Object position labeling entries
■ ■ ■
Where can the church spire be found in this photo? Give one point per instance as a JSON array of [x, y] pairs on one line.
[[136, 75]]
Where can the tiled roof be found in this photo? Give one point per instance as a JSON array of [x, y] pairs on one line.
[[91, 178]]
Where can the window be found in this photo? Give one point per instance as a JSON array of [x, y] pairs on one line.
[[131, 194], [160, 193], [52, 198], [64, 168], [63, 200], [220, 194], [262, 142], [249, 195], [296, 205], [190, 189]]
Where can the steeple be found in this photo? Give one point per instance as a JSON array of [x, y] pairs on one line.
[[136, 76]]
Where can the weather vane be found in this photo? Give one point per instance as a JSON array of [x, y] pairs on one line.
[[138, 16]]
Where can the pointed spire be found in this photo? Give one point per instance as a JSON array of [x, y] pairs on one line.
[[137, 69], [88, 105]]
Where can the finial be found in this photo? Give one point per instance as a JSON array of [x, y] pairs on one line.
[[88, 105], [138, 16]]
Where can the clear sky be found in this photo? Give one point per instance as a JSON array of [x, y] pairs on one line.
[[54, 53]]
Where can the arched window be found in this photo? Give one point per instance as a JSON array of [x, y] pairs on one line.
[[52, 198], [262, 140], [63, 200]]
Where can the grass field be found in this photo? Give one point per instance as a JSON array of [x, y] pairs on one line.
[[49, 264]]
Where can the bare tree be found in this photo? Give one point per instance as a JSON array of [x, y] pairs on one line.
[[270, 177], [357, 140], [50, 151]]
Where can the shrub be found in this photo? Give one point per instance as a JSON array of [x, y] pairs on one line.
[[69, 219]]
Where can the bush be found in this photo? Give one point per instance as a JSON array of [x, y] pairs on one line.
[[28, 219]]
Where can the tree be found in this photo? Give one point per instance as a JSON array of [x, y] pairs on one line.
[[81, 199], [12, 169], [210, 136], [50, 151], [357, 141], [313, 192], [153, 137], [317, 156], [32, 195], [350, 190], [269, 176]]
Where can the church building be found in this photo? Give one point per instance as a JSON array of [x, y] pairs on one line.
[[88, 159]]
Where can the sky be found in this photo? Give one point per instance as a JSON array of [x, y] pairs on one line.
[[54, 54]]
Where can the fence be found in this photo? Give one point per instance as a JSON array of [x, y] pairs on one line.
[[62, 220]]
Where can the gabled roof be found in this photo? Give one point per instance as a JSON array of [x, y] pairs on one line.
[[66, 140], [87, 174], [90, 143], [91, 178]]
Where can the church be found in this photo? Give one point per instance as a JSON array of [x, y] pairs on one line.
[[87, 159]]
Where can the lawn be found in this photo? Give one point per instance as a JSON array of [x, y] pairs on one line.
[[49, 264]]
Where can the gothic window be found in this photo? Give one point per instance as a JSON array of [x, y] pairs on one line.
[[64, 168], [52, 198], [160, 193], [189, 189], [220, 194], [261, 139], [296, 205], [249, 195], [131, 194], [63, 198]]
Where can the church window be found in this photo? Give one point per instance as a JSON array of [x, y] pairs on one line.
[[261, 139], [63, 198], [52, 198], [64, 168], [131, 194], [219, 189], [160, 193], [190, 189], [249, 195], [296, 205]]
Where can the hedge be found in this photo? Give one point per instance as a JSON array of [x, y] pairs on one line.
■ ■ ■
Shift every x and y coordinate by adding 114 to it, starting with the line containing "Where can the church window" and going on through the line containing "195], [296, 205]]". Write out only those rows again, with their requests unchanged.

Where can the church window be found in this photo? Give one point per instance as a JSON array of [x, y] pairs on one line.
[[375, 253], [177, 312], [166, 312], [178, 282], [245, 308], [333, 303], [274, 307], [304, 303], [363, 309], [410, 319]]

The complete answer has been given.